**DESCRIPTION OF THE TASK:** Copy the entries below from the start through the line containing "[789,41,1000,318]", inclusive, keeping the request text unchanged. Scale every bounding-box coordinate in them by 1.7 and round each to the nearest whole number, with halves rounded up.

[Stored entries]
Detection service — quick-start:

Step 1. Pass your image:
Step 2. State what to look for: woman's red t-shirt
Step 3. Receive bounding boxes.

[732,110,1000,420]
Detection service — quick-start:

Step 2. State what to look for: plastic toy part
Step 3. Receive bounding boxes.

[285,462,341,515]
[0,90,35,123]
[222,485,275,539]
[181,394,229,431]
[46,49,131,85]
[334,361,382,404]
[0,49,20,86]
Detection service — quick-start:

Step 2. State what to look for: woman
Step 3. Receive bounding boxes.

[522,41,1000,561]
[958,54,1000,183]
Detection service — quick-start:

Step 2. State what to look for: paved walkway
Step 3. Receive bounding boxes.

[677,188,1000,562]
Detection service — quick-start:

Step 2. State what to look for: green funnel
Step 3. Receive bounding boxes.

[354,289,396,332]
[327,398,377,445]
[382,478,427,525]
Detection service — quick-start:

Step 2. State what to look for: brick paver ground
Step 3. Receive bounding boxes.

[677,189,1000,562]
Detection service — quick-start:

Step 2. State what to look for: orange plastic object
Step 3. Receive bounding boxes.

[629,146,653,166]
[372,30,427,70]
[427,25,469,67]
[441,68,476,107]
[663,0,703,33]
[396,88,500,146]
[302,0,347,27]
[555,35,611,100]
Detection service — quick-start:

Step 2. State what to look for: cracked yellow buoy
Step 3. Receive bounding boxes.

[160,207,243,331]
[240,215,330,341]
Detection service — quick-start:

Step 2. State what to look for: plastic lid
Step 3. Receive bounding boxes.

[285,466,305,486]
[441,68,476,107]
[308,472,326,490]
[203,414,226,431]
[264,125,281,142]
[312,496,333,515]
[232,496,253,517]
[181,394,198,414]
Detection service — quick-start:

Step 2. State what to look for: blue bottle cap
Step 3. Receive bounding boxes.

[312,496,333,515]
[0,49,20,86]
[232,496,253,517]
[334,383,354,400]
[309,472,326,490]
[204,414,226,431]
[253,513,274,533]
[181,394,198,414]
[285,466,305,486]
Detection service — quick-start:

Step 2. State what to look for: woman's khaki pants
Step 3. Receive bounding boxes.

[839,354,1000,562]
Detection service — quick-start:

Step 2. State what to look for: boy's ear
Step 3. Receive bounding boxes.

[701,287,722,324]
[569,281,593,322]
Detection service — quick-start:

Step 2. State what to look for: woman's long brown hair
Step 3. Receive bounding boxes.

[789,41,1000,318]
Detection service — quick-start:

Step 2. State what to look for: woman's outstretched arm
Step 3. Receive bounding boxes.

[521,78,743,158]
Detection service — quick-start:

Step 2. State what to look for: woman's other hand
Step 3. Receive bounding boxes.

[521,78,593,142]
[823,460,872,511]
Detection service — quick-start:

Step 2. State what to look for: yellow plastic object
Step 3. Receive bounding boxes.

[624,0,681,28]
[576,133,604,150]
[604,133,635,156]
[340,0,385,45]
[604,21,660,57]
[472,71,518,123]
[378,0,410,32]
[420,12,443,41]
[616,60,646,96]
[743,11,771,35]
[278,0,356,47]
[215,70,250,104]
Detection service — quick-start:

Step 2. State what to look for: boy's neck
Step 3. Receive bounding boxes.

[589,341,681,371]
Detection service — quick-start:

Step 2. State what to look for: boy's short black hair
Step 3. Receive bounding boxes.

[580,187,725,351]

**RESPONSE TO THIS EXERCISE:**
Detection service — quick-start:

Step 1. Pass your image:
Step 2. State what to look for: woman's red t-shirt
Step 3. Receive bounding boxes.

[1244,187,1700,714]
Detection service — quick-start:

Step 2. State what to look for: plastic toy part
Step 3. Receive bounding boxes.

[485,785,580,876]
[0,153,60,209]
[377,825,468,916]
[308,670,389,733]
[78,83,223,145]
[568,614,649,687]
[0,83,34,146]
Detection service — quick-start:

Step 2. State what to look for: woman
Step 3. Receive bounding boxes.

[887,70,1700,954]
[1629,92,1700,311]
Detection service — quick-start:

Step 2. State what to look for: paved walkway
Step 3. Receive bounding boxes.

[1151,320,1700,955]
Detection service — quick-start:

Step 2. State what to look for: green funnel
Step 3. Receive bounding boxes.

[602,491,673,564]
[556,677,641,757]
[649,813,726,893]
Detection service — quick-start:

Step 2. State what to look for: brick paver ground
Step 3. Receive bounding boxes.

[1151,321,1700,955]
Detection service — quick-start:

Step 2. State what to look for: orange plastic object
Step 3. Receive bounding boxes.

[1069,248,1110,282]
[632,51,726,119]
[726,43,797,114]
[750,116,809,182]
[1127,0,1195,56]
[673,150,850,248]
[513,0,590,46]
[944,60,1039,170]
Detection service — quick-start:

Step 2. State what to look for: cracked yellow buoy
Step 3. Receive bounding boxes.

[272,352,413,563]
[408,366,561,580]
Detection service — quick-start:

Step 2. State what to look for: plastic lid
Step 3. Receive bounding boxes.

[485,792,519,826]
[750,116,809,182]
[524,802,554,833]
[345,704,384,733]
[449,213,478,241]
[530,843,566,876]
[394,843,430,879]
[308,670,337,704]
Detection service — quick-start:

Step 2. State what to look for: blue bottle cap
Step 3. Receive bounding boxes.

[530,843,566,876]
[0,83,34,146]
[394,843,430,879]
[568,651,602,680]
[525,802,554,833]
[347,704,384,733]
[430,872,466,906]
[308,670,337,704]
[485,792,519,826]
Detection service — quick-start:

Step 2. State what to look for: woman's khaki pants
Step 3. Receive bounding boxes.

[1426,602,1700,955]
Detection service — quick-start:

Step 2. State what to look for: boy's ear
Step 3. Receive bounding boxes.

[1192,488,1227,551]
[967,478,1008,547]
Detection service — quick-start:

Step 2. State what to look for: woman's long brown hair
Step 3. Receive bounding boxes.

[1341,70,1700,541]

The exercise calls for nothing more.